Study questions:
1. Answer these questions using the passage on the Devil Rays' pitching:
(a) Which team's major-league record could the Devil Rays match?
(b) What franchise record did Victor Zambrano set in 2003?
(c) How many starts did Casey Fossum make last season?
2. Carry the passage on the Devil Rays' pitching forward from its final sentence.

Selected extract:
So the Devil Rays are on the verge of something quite remarkable. They can become the first American League team to ever lose 90 games ten years in a row, and match the Phillies major-league record. Needless to say, they already have the longest run of futility out of the gate for any of the post 1961 expansion teams - they left the 1962-68 Astros behind a couple of years ago.

Are they up to the challenge?

Well, after looking over their pitching staff for about ten seconds, I think you'd have to say.... you bet your ass they're up to it.

The Devil Rays have had some trouble finding pitchers, and then figuring out what to do with the few decent ones that do stumble across their transom. Until last season, Mark Hendrickson was the only pitcher in franchise history to have consecutive seasons of 10 or more wins. Lurch got off to a pretty good start last season, and was promptly traded lest he make it three seasons in a row. A few years back, they came up with a decent young right-hander named Victor Zambrano, who went 6-2 out of the bullpen as a rookie in 2001. The next year he was 8-8 as a swingman, and in 2003 he moved into the rotation. That year he went 12-10, establishing a franchise record for wins in a season that still stands, and in July of 2004 he had a 9-7 record when... they traded him away. You will notice that in his four seasons in Tampa Bay, Zambrano never had a losing record. On a team that loses 90 games every year, witout exception, that's quite the accomplishment.

I know what you're going to say. Trading Zambrano brought them Scott Kazmir, who has a chance to be way, way better. And Zambrano went and blew out his elbow a year later anyway. All true. But still... if you're having a terrible time finding and developing pitching, you can't give anything away. You've had this long line of endlessly talked out prospect position players - can't you cash in a couple of them for some guys who can pitch 190 innings and battle the league to a draw? Tampa did not have a single pitcher qualify for the ERA title last year, not a one - no one was able to pitch 162 innings. Kazmir led the group with just 144.2, in 24 starts. Casey Fossum made 25 starts, which led the team in that category. This year's team is counting on these two guys to lead the staff again this year.

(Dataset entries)
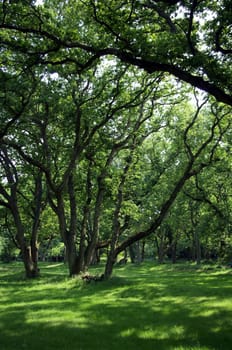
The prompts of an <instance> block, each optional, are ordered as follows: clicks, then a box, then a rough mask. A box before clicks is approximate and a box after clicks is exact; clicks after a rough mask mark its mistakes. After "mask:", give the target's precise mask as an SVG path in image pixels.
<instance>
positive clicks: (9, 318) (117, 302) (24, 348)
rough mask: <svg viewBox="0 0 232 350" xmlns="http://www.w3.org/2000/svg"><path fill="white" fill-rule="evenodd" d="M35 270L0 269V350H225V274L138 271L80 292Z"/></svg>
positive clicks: (189, 266)
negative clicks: (23, 277)
mask: <svg viewBox="0 0 232 350" xmlns="http://www.w3.org/2000/svg"><path fill="white" fill-rule="evenodd" d="M40 267H41V273H42V277H41V278H39V279H38V280H25V279H24V278H23V269H22V265H21V264H19V263H17V264H16V263H14V264H9V265H8V264H0V302H1V303H0V349H1V350H24V349H30V350H50V349H54V350H55V349H56V350H61V349H62V350H92V349H96V350H116V349H117V350H150V349H151V350H155V349H158V350H162V349H165V350H169V349H170V350H171V349H172V350H174V349H176V350H185V349H186V350H190V349H192V350H196V349H202V350H203V349H204V350H206V349H210V350H211V349H225V350H230V349H232V269H217V268H216V267H213V268H206V267H202V268H196V267H195V266H193V265H190V264H188V265H183V264H177V265H175V266H172V265H168V264H165V265H155V264H154V263H144V264H142V265H141V266H140V267H138V266H133V265H127V266H125V267H121V268H116V269H115V271H114V276H113V277H112V279H111V280H110V281H107V282H91V283H90V284H85V283H83V282H82V281H81V280H80V279H77V278H76V279H69V278H67V277H66V275H67V269H66V268H65V267H64V266H63V265H62V264H50V265H49V264H42V265H41V266H40ZM98 272H100V271H99V270H98V269H95V270H93V271H92V273H98Z"/></svg>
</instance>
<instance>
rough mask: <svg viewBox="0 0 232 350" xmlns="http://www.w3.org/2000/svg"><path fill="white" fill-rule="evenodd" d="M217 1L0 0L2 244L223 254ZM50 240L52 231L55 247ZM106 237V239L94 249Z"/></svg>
mask: <svg viewBox="0 0 232 350" xmlns="http://www.w3.org/2000/svg"><path fill="white" fill-rule="evenodd" d="M231 13H232V5H231V4H230V1H227V0H221V1H204V2H203V1H200V0H199V1H198V0H192V1H154V0H148V1H145V0H144V1H132V0H131V1H118V0H117V1H116V0H112V1H109V2H107V4H106V2H105V1H101V0H100V1H95V0H89V1H87V0H86V1H84V0H83V1H72V0H69V1H66V2H57V1H52V0H44V1H43V2H42V3H38V2H36V1H3V2H2V4H1V5H0V40H1V48H0V53H1V56H0V61H1V69H0V82H1V87H0V103H1V112H0V121H1V129H0V163H1V169H0V177H1V178H0V205H1V207H0V209H1V211H0V215H1V217H0V220H1V232H0V233H1V245H0V249H1V254H2V255H3V256H4V255H5V256H6V255H7V254H8V253H9V251H10V250H11V249H13V246H12V242H13V243H14V245H15V246H16V247H17V248H18V249H19V250H20V256H21V258H22V259H23V262H24V265H25V269H26V273H27V276H28V277H35V276H38V275H39V268H38V264H37V262H38V257H40V258H41V259H43V258H45V257H46V251H48V250H49V248H52V249H53V252H54V251H56V256H57V259H58V257H59V258H60V257H61V256H64V255H65V259H66V261H67V262H68V266H69V273H70V275H75V274H78V273H80V272H81V271H83V270H85V269H87V268H88V266H89V265H90V264H91V263H93V262H96V261H98V260H99V258H100V253H101V252H102V251H106V250H107V254H106V255H107V262H106V266H105V273H104V276H105V278H108V277H109V276H110V275H111V273H112V269H113V265H114V264H115V262H116V261H117V258H118V257H119V256H121V255H122V254H124V255H125V259H126V254H127V252H130V256H131V260H134V259H138V260H140V259H142V257H143V256H144V254H146V251H147V252H149V253H148V254H149V255H152V256H153V255H154V254H156V255H157V256H158V258H159V260H160V261H163V259H164V258H165V257H167V256H168V257H169V258H170V257H171V258H172V260H173V261H175V260H176V259H177V258H181V257H184V258H189V259H193V260H196V261H197V262H200V261H201V259H202V257H203V258H205V259H212V258H220V259H222V260H224V261H227V262H229V261H230V259H231V258H232V256H231V245H232V241H231V217H230V212H231V205H232V203H231V193H230V191H231V190H230V188H231V105H232V99H231V81H232V79H231V78H232V76H231V75H232V72H231V24H230V18H231ZM60 242H62V243H63V244H64V248H63V246H61V244H60ZM104 249H105V250H104Z"/></svg>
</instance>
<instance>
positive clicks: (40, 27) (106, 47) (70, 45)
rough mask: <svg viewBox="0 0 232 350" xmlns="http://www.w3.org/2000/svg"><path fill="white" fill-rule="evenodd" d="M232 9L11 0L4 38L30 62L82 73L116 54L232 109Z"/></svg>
mask: <svg viewBox="0 0 232 350" xmlns="http://www.w3.org/2000/svg"><path fill="white" fill-rule="evenodd" d="M70 9H71V10H70ZM231 11H232V10H231V4H230V1H229V0H220V1H216V0H215V1H204V2H202V1H198V0H192V1H190V2H187V1H181V2H180V1H174V2H166V1H153V0H149V1H142V2H139V1H138V2H137V1H129V2H127V3H126V4H125V2H122V1H118V0H112V1H110V2H108V3H107V4H106V3H105V1H94V0H89V1H75V2H73V1H72V0H70V1H68V2H65V4H59V3H57V2H56V1H51V0H47V1H44V5H42V6H36V5H34V4H33V3H31V2H28V3H26V4H24V3H23V2H17V3H14V4H7V3H6V2H3V4H2V5H1V24H0V29H1V42H2V45H3V50H4V49H6V50H8V49H10V50H16V51H18V52H19V53H20V54H21V55H23V56H24V59H25V62H27V63H26V64H27V65H28V66H30V67H31V66H32V65H40V66H41V65H42V66H50V67H52V68H53V69H55V67H59V66H62V65H63V66H64V65H65V66H66V67H68V68H67V69H69V70H72V71H77V70H78V71H79V72H81V71H84V70H86V69H88V68H89V67H91V66H92V65H93V63H95V62H98V61H99V58H100V57H103V56H109V55H113V56H115V57H117V58H118V59H119V60H120V61H121V62H124V63H129V64H130V65H134V66H136V67H138V68H142V69H144V70H145V71H147V72H148V73H154V72H166V73H168V74H171V75H174V76H175V77H176V78H177V79H180V80H182V81H185V82H187V83H189V84H191V85H192V86H194V87H197V88H199V89H201V90H204V91H205V92H207V93H209V94H211V95H212V96H214V97H215V98H216V99H217V100H218V101H221V102H224V103H226V104H228V105H230V106H231V105H232V99H231V95H230V91H231V49H230V47H231V39H230V18H231ZM22 14H23V15H22ZM86 28H88V30H86ZM16 37H17V38H18V39H19V40H15V38H16ZM16 43H17V44H16Z"/></svg>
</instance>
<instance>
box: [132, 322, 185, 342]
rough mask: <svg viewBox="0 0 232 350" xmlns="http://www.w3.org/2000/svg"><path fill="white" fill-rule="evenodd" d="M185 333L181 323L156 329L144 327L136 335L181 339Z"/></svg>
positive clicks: (148, 338)
mask: <svg viewBox="0 0 232 350" xmlns="http://www.w3.org/2000/svg"><path fill="white" fill-rule="evenodd" d="M184 333H185V328H184V327H183V326H182V325H174V326H172V327H169V328H167V327H158V328H156V329H153V328H146V329H144V330H140V331H139V332H138V337H139V338H141V339H159V340H164V339H169V338H172V339H181V338H182V337H183V334H184Z"/></svg>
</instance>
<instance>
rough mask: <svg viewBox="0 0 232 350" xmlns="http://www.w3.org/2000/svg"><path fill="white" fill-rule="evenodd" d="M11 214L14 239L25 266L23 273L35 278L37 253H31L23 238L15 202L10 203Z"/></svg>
mask: <svg viewBox="0 0 232 350" xmlns="http://www.w3.org/2000/svg"><path fill="white" fill-rule="evenodd" d="M11 207H12V214H13V217H14V222H15V226H16V230H17V236H16V240H17V243H18V246H19V247H20V250H21V254H22V259H23V264H24V268H25V273H26V277H27V278H35V277H38V276H39V275H40V273H39V268H38V260H37V254H36V255H35V256H33V255H32V249H31V246H29V245H27V243H26V239H25V232H24V227H23V224H22V221H21V217H20V214H19V212H18V207H17V202H16V201H15V202H14V203H12V206H11Z"/></svg>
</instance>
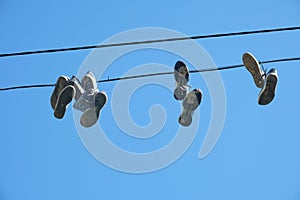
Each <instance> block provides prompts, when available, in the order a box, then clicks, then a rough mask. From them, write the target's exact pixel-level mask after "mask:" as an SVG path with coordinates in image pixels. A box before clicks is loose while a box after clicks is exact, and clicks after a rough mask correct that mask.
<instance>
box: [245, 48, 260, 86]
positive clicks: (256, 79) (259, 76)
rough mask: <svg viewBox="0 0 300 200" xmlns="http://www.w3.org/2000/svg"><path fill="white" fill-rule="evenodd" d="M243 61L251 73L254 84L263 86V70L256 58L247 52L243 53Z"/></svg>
mask: <svg viewBox="0 0 300 200" xmlns="http://www.w3.org/2000/svg"><path fill="white" fill-rule="evenodd" d="M243 63H244V65H245V67H246V69H247V70H248V71H249V72H250V73H251V75H252V77H253V80H254V82H255V85H256V86H257V87H259V88H262V87H263V86H264V71H263V70H262V69H261V67H260V65H259V63H258V61H257V60H256V58H255V57H254V56H253V55H252V54H251V53H249V52H247V53H244V54H243Z"/></svg>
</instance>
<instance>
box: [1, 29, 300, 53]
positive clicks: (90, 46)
mask: <svg viewBox="0 0 300 200" xmlns="http://www.w3.org/2000/svg"><path fill="white" fill-rule="evenodd" d="M299 29H300V27H299V26H295V27H285V28H275V29H264V30H256V31H241V32H232V33H218V34H211V35H197V36H190V37H177V38H166V39H158V40H145V41H136V42H122V43H113V44H103V45H89V46H80V47H70V48H60V49H47V50H37V51H23V52H15V53H4V54H0V57H11V56H21V55H31V54H42V53H54V52H63V51H78V50H85V49H95V48H108V47H119V46H129V45H138V44H150V43H160V42H172V41H180V40H197V39H205V38H218V37H228V36H237V35H250V34H258V33H271V32H282V31H292V30H299Z"/></svg>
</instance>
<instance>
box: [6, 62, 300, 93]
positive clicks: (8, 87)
mask: <svg viewBox="0 0 300 200" xmlns="http://www.w3.org/2000/svg"><path fill="white" fill-rule="evenodd" d="M299 60H300V57H291V58H281V59H274V60H266V61H261V62H260V64H267V63H279V62H291V61H299ZM243 66H244V65H243V64H238V65H229V66H223V67H218V68H216V67H212V68H207V69H200V70H191V71H190V73H199V72H210V71H221V70H228V69H235V68H240V67H243ZM170 74H174V72H158V73H151V74H141V75H134V76H125V77H118V78H112V79H104V80H99V81H97V83H104V82H112V81H122V80H129V79H136V78H145V77H151V76H162V75H170ZM53 86H55V84H38V85H23V86H14V87H7V88H0V91H7V90H15V89H27V88H43V87H53Z"/></svg>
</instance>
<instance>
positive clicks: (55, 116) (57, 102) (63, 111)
mask: <svg viewBox="0 0 300 200" xmlns="http://www.w3.org/2000/svg"><path fill="white" fill-rule="evenodd" d="M74 96H75V88H74V86H72V85H68V86H66V87H65V88H64V89H63V90H62V91H61V92H60V93H59V95H58V99H57V103H56V105H55V109H54V116H55V117H56V118H58V119H62V118H63V117H64V115H65V112H66V109H67V106H68V104H69V103H70V102H71V101H72V99H73V98H74Z"/></svg>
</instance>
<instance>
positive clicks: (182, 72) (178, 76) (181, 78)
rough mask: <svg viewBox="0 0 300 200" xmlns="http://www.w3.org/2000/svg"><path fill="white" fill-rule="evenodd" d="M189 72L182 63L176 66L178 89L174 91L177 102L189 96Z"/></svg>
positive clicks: (185, 66) (177, 86)
mask: <svg viewBox="0 0 300 200" xmlns="http://www.w3.org/2000/svg"><path fill="white" fill-rule="evenodd" d="M189 76H190V75H189V70H188V68H187V66H186V65H185V64H184V63H183V62H182V61H177V62H176V64H175V66H174V78H175V81H176V88H175V90H174V98H175V99H176V100H183V99H184V97H185V95H186V94H187V88H186V85H187V83H188V81H189Z"/></svg>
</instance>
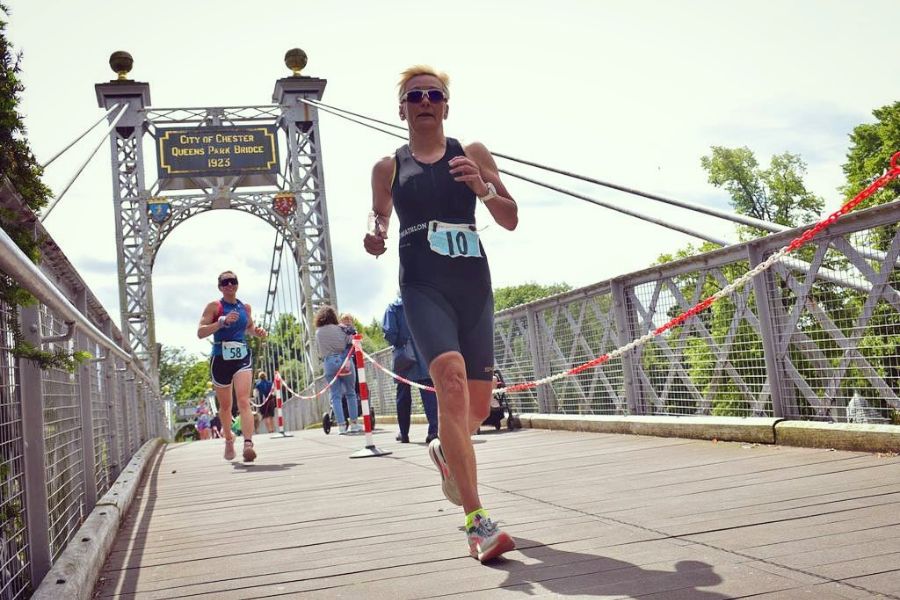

Per-task outputs:
1.
(a) The Phillies' record.
(b) The franchise record for wins in a season, with 12 wins.
(c) 25 starts.

2.
Scott Kazmir, who only turned 23 in January, remains an extraordinarily exciting young talent. He was outstanding for the first three months of last season, and in July, he was named to the All-Star team for the first of (hopefully!) many times in his career. He put an exclamation mark on the whole thing by tossing a two-hit shutout against the mighty Red Sox, striking out ten. It was his 10th win of the season (second year in a row for him, and Kazmir joins Lurch in the team record book!) The Devil Rays won the next two games against Boston, and at the end of play on July 5, they were half a game behind the Orioles in their quest to Escape the Cellar - they were on pace to post a 72-90 record at that point, but with some second-half improvement...

However, Kazmir, who was still just 22 years old, had thrown 120 pitches in his complete game against Boston. He lost his next two starts, didn't win another game the rest of the year, and was shut down for the season in August with a "stiff shoulder." (Let's at least give the team credit for having enough sense to shut him down.) Tampa Bay went a dreadful 23-54 the rest of the way, and ended up losing more games than any team in the majors. Yes, more than Kansas City. Kazmir has been airing it out this spring, and says he feels great.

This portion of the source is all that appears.